SET TASK: Restate each of the lines given below, word for word.

============================================================

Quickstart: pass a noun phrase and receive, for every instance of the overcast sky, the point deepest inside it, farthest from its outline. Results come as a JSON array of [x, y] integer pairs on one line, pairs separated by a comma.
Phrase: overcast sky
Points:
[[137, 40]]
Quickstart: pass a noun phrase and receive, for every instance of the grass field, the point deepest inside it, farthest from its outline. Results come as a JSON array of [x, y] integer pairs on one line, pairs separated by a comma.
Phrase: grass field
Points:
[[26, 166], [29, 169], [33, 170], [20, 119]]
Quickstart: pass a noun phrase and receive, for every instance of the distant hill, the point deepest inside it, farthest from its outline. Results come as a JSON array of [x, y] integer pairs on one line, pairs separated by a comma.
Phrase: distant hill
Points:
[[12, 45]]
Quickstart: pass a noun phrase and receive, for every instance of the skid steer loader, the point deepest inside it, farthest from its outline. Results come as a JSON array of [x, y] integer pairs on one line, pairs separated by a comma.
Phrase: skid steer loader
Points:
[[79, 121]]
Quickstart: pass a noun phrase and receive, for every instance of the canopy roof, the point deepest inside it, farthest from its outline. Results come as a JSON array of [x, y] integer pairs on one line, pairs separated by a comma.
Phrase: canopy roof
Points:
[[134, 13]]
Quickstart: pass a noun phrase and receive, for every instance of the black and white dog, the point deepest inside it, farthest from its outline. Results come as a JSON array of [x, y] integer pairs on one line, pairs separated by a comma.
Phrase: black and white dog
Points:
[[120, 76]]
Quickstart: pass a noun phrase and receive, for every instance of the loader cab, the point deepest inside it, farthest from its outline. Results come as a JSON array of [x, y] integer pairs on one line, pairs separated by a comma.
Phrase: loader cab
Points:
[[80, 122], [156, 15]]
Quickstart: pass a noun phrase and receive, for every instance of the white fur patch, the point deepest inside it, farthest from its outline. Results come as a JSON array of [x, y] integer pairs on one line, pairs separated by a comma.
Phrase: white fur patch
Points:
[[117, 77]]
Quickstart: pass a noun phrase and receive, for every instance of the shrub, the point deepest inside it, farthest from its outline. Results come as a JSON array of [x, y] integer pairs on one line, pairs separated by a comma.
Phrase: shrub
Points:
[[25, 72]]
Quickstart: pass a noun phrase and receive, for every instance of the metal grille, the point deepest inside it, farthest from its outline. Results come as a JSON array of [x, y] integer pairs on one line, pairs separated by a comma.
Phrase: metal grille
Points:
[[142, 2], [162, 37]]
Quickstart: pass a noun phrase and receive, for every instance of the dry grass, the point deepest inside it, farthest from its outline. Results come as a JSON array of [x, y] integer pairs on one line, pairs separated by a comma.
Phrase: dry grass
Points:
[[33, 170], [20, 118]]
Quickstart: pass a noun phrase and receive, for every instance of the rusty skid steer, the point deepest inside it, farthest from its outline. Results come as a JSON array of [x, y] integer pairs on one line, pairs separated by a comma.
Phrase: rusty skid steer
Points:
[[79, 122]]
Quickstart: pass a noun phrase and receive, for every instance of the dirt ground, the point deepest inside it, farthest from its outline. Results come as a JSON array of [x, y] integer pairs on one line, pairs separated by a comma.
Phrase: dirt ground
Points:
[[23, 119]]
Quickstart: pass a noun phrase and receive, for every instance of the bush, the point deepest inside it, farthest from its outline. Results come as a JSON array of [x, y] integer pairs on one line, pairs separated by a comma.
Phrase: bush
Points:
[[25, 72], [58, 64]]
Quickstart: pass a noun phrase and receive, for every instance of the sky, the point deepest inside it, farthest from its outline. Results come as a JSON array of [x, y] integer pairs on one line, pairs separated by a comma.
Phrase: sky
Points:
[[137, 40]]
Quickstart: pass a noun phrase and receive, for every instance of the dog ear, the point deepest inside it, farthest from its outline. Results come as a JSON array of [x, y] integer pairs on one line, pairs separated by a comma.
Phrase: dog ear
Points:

============================================================

THE REPLY:
Quickstart: pass a noun phrase and receive, for every instance of the overcast sky, the point deepest inside it, farthest from its outline. Results come as a JSON array of [x, y] integer pairs on one line, pairs separated by a comma.
Phrase: overcast sky
Points:
[[137, 40]]
Quickstart: pass a noun phrase and receive, for every instance of the grass field, the point deepest inside it, farthest from its outline. Results come as a JSON array of [x, y] integer pairs on one line, pairs separated by a comma.
Phrase: grass field
Points:
[[26, 166], [29, 169], [33, 170], [20, 119]]
Quickstart: pass a noun phrase and receive, for every instance of the distant hill, the point deepest inside it, farthest from its outline. Results come as a JSON array of [x, y] integer pairs on one line, pairs separated by a comma.
Phrase: distant hill
Points:
[[12, 45]]
Quickstart: pass a noun phrase and receive, for every instance of the skid steer loader, the point deepest inside it, farthest from its outline. Results come as a JSON array of [x, y] integer pairs on one line, pairs separated by a comma.
Phrase: skid steer loader
Points:
[[79, 121]]
Quickstart: pass a noun phrase and receive, for every instance of the canopy roof, the point deepest inside it, farthest from its outline. Results come as a JSON array of [x, y] integer pairs on one line, pairs separated by a comma.
Phrase: canopy roof
Points:
[[134, 13]]
Quickstart: pass a noun phrase and receive, for every instance of the black and white dog, the point deepest inside it, farthest from its outline. Results come as a JSON array of [x, y] integer pairs on one line, pairs separated by a comma.
Phrase: black and white dog
Points:
[[120, 76]]
Quickstart: pass a noun phrase and receive, for every instance of the loader cab, the point deepest inside it, farthest from its outline. Results come as a JSON array of [x, y] integer pairs on one line, pairs separated by a comma.
Phrase: loader cab
Points:
[[80, 122], [156, 15]]
Quickstart: pass a noun phrase and receive, for every instance of the white fur patch, the point deepest inside it, farthest from its outline. Results come as a JSON array of [x, y] integer pairs on one line, pairs separated by a comma.
Phrase: white fur patch
Points:
[[117, 77]]
Quickstart: pass a noun phrase and receive, for every instance of the shrub, the point deepest inside it, farthest from its outline. Results come as a JSON array of [x, y] integer pairs on one line, pairs separated by a comma.
Phrase: shrub
Points:
[[25, 72]]
Quickstart: pass a noun phrase and receive, for every instance of the metal grille, the point deepest inside it, farthest from its outline. Results come as a JSON array of [x, y] integer pairs on one line, pairs separated by a comma.
Phrase: metal grille
Points:
[[142, 2], [162, 37]]
Quickstart: pass a noun phrase and receive, for every instance of the dry grass, the point deepest inside it, farthest from its outline. Results come as a JSON array of [x, y] integer pairs on one line, pairs separated by a comma.
Phrase: dry grass
Points:
[[33, 170], [20, 118]]
Quickstart: pass a noun phrase and receive, for every instance of the rusty skid steer, the point deepest inside it, farthest from its outline. Results come as a JSON array of [x, y] integer pairs on one line, pairs separated by a comma.
Phrase: rusty skid steer
Points:
[[79, 122]]
Quickstart: pass a noun phrase and receive, for every instance of the dirt ground, the point deepest inside it, farthest from its outline. Results come as a JSON array of [x, y] integer pairs on one line, pairs separated by a comma.
Phrase: dirt ground
Points:
[[23, 119]]
Quickstart: pass a noun phrase and receive, for every instance of the bush, the point deepest inside it, farthest from its outline. Results come as a JSON array of [x, y] integer pairs on one line, pairs separated by a comma.
Phrase: bush
Points:
[[25, 72], [58, 64]]
Quickstart: pass a noun phrase and receive, for every instance of the sky, the point deepest inside it, farthest from its outline. Results come as a JSON array of [x, y] integer pairs on one line, pairs separated by a comma.
Phrase: sky
Points:
[[137, 40]]
Quickstart: pass a noun phrase and receive, for every instance of the dog ear, the point deepest inside it, farthest from its outline. Results come as a JSON array of [x, y] integer pairs on one line, pairs separated by a comma.
Phrase: dog ear
Points:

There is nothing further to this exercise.